--- What you should do ---
Reproduce the stretch of lines from the one containing "TARGET = flower center" through the end of the records, requests included, with every x and y value in the answer coordinates multiplied by 2.6 and rounded to a whole number, halves up. Leave the sample coordinates and all other numbers unchanged, and output only those lines.

--- Given data ---
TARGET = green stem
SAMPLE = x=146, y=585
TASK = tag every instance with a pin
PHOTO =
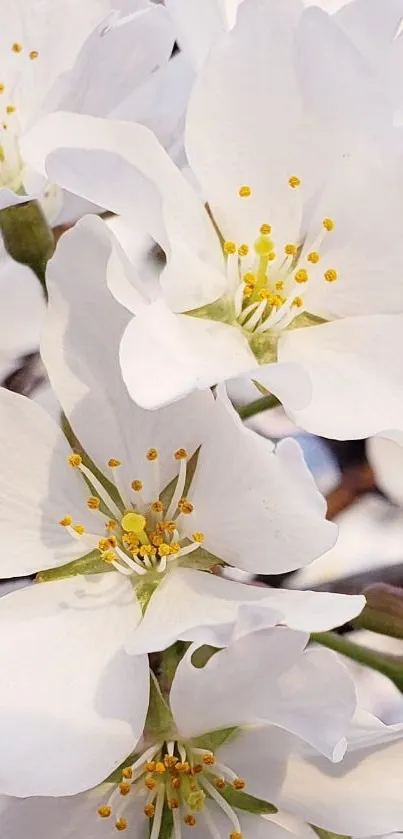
x=259, y=405
x=389, y=665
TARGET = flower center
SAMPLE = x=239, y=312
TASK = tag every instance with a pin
x=136, y=537
x=177, y=777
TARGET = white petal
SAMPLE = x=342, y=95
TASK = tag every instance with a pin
x=356, y=375
x=74, y=704
x=385, y=454
x=38, y=488
x=259, y=509
x=179, y=354
x=309, y=694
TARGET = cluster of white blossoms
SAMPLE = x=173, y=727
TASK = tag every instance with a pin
x=143, y=690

--- Solution for this task ---
TARGET = flower center
SAMPLE = x=239, y=312
TASK = tag every instance with a pin
x=354, y=1396
x=460, y=2020
TARGET = white petal
SAMPLE = x=342, y=95
TASK = tag every instance with a pin
x=926, y=975
x=192, y=1830
x=1001, y=1180
x=99, y=1269
x=673, y=1323
x=465, y=920
x=803, y=1804
TARGET = cluster of white blossoms
SAMPLE = x=173, y=727
TASK = tag every instance with a pin
x=372, y=1794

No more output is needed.